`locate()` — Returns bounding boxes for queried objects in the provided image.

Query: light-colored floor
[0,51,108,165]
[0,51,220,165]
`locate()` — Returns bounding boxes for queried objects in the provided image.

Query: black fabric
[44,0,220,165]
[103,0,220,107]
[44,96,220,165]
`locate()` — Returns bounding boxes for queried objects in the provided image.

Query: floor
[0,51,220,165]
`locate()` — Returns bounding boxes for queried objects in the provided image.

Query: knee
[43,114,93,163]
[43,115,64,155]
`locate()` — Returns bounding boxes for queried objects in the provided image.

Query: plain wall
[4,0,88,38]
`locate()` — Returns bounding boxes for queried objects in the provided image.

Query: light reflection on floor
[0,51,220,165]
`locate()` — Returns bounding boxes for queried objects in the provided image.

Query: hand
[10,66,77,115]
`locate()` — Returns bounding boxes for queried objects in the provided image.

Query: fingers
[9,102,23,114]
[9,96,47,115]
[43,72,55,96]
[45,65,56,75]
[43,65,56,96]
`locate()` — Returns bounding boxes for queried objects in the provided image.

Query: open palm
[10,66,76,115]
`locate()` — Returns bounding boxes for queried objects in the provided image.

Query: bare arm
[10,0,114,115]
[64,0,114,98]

■ ■ ■ ■ ■ ■ ■

TASK INSTRUCTIONS:
List each line of the records that contains the word "floor".

ANSWER BELOW:
Query: light-colored floor
Query: floor
Query: light reflection on floor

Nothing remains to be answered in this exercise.